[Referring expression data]
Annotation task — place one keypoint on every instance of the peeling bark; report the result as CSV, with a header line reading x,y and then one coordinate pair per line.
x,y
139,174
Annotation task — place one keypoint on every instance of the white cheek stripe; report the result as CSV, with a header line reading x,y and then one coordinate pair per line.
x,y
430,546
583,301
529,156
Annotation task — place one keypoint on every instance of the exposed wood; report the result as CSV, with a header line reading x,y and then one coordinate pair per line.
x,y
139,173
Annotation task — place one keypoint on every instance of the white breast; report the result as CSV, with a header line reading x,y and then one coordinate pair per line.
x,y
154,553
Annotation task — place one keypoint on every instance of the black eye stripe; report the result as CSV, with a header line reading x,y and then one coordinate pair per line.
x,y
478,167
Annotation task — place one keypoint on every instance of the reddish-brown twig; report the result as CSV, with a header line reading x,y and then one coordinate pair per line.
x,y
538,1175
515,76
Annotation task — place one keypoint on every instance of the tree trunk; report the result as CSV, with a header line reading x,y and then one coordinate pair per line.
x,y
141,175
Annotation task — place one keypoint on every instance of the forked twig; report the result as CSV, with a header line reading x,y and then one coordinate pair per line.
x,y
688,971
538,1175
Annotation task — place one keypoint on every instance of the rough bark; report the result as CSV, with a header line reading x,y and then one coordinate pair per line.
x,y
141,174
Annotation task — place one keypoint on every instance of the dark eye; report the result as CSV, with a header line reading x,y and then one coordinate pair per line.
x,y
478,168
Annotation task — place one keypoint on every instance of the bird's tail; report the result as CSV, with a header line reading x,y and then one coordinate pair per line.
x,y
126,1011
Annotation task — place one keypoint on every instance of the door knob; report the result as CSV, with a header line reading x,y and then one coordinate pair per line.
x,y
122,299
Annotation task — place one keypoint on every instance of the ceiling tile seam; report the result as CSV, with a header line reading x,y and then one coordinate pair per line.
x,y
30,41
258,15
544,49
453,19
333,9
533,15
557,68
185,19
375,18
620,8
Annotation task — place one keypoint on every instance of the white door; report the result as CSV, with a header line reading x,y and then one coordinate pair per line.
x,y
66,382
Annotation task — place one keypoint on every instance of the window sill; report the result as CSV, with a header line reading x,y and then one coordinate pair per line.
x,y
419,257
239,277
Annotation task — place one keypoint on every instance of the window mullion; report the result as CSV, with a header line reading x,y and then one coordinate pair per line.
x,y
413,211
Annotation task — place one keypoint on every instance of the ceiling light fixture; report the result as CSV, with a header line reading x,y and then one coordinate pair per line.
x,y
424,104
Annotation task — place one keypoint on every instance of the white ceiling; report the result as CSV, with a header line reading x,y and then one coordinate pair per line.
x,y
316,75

Exercise goal: Copy exactly the line containing "of the bird's" and each line after it through the end of the records above.

Output of the exercise:
Annotation task — place one keypoint on every instance of the bird's tail; report the result as CSV, with a header line reading x,y and then one coordinate pair per line.
x,y
126,1011
Annotation task — place one keypoint on every instance of the door knob; report the result as CSV, with a header line reading x,y and then one coordinate pair per line.
x,y
122,299
Annotation task — place one keypoint on every instance of the ceiling tile seam; report the result as CSV, with a header line reading x,y and then one coordinate pair per line.
x,y
30,41
258,15
544,49
453,19
333,9
533,15
557,68
185,19
375,18
620,8
Annotation task — place one keypoint on every instance of the white door; report the result as CSV, with a header line reading x,y and then one coordinate pair per line.
x,y
66,382
Annotation task — place one keypoint on every instance of the window sill; report the result as CSV, with a header line reading x,y and then one coordinate pair per line.
x,y
419,257
239,277
Annotation task — place one keypoint on every instance of the window mullion; report the result as CSV, with a header line reading x,y and then one coordinate pair per line.
x,y
413,211
Annotation task — place one keypoint on every instance of the ceiling light fixture; report the result as CSV, with a header line reading x,y and then one coordinate pair per line.
x,y
424,104
Annotation task — place one keypoint on every instance of the white ceiling; report the result as CSV, with a header line reading x,y and then one coordinate pair per line.
x,y
316,75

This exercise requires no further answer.